[Entries from an annotation dataset]
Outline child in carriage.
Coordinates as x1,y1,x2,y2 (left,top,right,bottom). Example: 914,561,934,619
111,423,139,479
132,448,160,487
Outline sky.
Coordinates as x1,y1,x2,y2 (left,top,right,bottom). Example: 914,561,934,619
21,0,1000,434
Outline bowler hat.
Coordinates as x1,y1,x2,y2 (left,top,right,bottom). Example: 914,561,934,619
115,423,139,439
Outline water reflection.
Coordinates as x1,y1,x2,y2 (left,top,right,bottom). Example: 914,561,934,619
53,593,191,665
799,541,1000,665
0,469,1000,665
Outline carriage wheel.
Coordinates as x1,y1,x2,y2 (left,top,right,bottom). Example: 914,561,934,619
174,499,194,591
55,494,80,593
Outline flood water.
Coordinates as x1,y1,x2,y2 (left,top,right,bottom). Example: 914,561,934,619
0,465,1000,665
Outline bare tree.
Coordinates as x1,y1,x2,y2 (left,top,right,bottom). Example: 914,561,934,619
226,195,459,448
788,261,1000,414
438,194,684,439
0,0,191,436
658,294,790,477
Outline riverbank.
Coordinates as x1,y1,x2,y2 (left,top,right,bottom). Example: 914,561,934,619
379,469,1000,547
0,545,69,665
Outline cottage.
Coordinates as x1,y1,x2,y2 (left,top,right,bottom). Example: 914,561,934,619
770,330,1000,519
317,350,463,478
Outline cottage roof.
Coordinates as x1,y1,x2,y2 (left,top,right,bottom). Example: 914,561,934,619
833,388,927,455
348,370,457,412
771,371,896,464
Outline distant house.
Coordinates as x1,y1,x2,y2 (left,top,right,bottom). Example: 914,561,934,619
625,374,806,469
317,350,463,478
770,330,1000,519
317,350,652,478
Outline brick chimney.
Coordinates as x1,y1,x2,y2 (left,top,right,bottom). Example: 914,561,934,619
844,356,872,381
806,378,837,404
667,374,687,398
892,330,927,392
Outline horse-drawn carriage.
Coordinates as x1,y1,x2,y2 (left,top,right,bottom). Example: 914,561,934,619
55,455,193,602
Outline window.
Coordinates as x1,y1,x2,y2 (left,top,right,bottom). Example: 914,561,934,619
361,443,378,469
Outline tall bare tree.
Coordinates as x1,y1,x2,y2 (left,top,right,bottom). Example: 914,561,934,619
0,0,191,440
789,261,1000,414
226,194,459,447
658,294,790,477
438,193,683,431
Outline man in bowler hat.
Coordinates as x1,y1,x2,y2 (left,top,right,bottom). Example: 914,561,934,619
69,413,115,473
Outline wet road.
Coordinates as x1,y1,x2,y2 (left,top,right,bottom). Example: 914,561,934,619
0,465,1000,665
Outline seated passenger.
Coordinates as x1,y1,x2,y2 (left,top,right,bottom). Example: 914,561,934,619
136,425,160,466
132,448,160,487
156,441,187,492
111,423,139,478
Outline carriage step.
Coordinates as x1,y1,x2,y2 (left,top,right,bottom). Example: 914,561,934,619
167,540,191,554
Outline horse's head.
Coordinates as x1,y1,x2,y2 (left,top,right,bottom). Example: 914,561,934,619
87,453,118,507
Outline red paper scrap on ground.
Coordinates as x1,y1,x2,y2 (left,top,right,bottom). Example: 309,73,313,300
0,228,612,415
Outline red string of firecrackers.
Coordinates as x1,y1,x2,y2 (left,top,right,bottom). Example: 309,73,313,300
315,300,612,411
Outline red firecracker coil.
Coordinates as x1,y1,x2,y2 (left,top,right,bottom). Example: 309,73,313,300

Task to complete:
Render the lines of the entries above, from the line with "Outline water reflection." up to and including the line with "69,413,115,473", as a JSON list of strings with one string per line and no blank lines.

Result:
[
  "Outline water reflection.",
  "Coordinates as x1,y1,x2,y2 (left,top,right,bottom). Example: 914,561,934,619",
  "53,593,191,665",
  "799,541,1000,665",
  "0,469,1000,665",
  "Outline carriage wheel.",
  "Coordinates as x1,y1,x2,y2 (left,top,right,bottom). Example: 914,561,934,619",
  "174,499,194,591",
  "55,494,80,593",
  "Outline flood water.",
  "Coordinates as x1,y1,x2,y2 (left,top,right,bottom). Example: 914,561,934,619",
  "0,465,1000,665",
  "Outline bare tree.",
  "Coordinates as x1,y1,x2,y2 (left,top,right,bottom). Example: 914,561,934,619",
  "226,195,459,448",
  "788,261,1000,414",
  "438,194,684,439",
  "0,0,191,436",
  "658,294,790,477",
  "Outline riverbank.",
  "Coordinates as x1,y1,x2,y2 (left,top,right,bottom). Example: 914,561,934,619",
  "379,469,1000,547",
  "0,545,69,665",
  "Outline cottage.",
  "Coordinates as x1,y1,x2,y2 (left,top,right,bottom). Example: 914,561,934,619",
  "770,330,1000,519",
  "317,350,463,478",
  "Outline cottage roof.",
  "Coordinates as x1,y1,x2,y2 (left,top,right,bottom). Example: 914,561,934,619",
  "833,388,927,455",
  "348,370,457,412",
  "771,371,896,464",
  "Outline distant house.",
  "Coordinates as x1,y1,x2,y2 (left,top,right,bottom). Example: 914,561,934,619",
  "625,374,806,469",
  "317,350,463,478",
  "770,330,1000,519",
  "317,350,652,478",
  "Outline brick chimney.",
  "Coordinates as x1,y1,x2,y2 (left,top,right,bottom). Example: 914,561,934,619",
  "844,356,872,381",
  "806,378,837,404",
  "667,374,687,398",
  "892,330,927,392",
  "Outline horse-drawn carriage.",
  "Coordinates as x1,y1,x2,y2 (left,top,right,bottom). Example: 914,561,934,619",
  "55,455,193,602",
  "Outline window.",
  "Coordinates as x1,y1,x2,y2 (left,top,right,bottom). Example: 914,561,934,619",
  "361,443,378,469",
  "Outline tall bare tree.",
  "Coordinates as x1,y1,x2,y2 (left,top,right,bottom). Example: 914,561,934,619",
  "0,0,191,440",
  "789,261,1000,414",
  "226,194,459,447",
  "658,294,790,477",
  "438,193,683,431",
  "Outline man in bowler hat.",
  "Coordinates as x1,y1,x2,y2 (left,top,right,bottom). Example: 914,561,934,619",
  "69,413,115,473"
]